(Stored dataset items)
**********
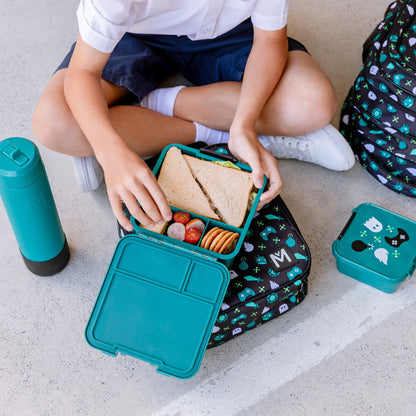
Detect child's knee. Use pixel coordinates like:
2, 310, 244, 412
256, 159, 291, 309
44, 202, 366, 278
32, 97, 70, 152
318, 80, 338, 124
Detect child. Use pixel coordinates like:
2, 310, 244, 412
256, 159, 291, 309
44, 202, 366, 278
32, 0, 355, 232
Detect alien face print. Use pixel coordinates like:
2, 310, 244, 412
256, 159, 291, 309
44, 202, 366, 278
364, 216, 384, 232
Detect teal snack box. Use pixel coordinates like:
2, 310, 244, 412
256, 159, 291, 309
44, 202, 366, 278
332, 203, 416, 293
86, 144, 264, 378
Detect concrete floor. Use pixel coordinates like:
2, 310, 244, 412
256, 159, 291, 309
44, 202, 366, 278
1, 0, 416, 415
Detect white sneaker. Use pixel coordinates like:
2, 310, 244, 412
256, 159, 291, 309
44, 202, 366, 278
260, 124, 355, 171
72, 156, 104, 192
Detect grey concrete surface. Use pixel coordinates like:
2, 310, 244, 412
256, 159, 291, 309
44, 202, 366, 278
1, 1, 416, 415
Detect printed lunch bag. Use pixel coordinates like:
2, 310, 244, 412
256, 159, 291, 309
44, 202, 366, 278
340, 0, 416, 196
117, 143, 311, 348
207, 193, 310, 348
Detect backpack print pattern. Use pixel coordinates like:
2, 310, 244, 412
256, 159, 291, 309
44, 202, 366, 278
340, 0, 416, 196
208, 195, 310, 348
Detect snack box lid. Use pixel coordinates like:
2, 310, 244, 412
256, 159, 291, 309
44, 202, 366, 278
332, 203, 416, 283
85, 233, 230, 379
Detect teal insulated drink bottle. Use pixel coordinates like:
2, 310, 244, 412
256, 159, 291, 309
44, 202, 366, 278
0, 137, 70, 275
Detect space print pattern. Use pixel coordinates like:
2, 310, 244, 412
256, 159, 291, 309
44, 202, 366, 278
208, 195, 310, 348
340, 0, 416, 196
**********
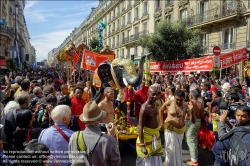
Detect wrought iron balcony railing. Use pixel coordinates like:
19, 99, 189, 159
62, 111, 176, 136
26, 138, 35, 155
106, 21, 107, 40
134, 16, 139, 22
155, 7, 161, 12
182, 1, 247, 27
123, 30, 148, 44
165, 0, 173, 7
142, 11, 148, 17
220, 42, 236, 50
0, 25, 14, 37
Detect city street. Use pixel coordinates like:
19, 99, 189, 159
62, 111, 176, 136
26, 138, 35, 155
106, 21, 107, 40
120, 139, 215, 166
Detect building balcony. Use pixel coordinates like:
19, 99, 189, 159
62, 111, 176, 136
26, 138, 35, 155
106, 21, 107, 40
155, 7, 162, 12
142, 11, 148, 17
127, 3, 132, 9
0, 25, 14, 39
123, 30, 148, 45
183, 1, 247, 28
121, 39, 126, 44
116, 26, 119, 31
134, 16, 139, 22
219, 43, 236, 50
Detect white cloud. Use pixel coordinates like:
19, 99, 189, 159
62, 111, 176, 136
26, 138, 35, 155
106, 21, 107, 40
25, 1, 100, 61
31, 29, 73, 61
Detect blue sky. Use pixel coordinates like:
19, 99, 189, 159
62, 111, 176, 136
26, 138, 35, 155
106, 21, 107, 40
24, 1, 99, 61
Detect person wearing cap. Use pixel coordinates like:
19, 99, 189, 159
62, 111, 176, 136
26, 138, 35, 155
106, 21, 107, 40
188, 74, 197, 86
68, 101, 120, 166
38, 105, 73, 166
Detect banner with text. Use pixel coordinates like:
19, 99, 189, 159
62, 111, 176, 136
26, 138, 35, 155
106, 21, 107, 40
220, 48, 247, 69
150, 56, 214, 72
**********
• [Task] Return the lines above that include the string "child".

• [Solution to the exercise]
Detect child's knee. Use pixel coordinates like:
Detect child. Use pixel coordinates like:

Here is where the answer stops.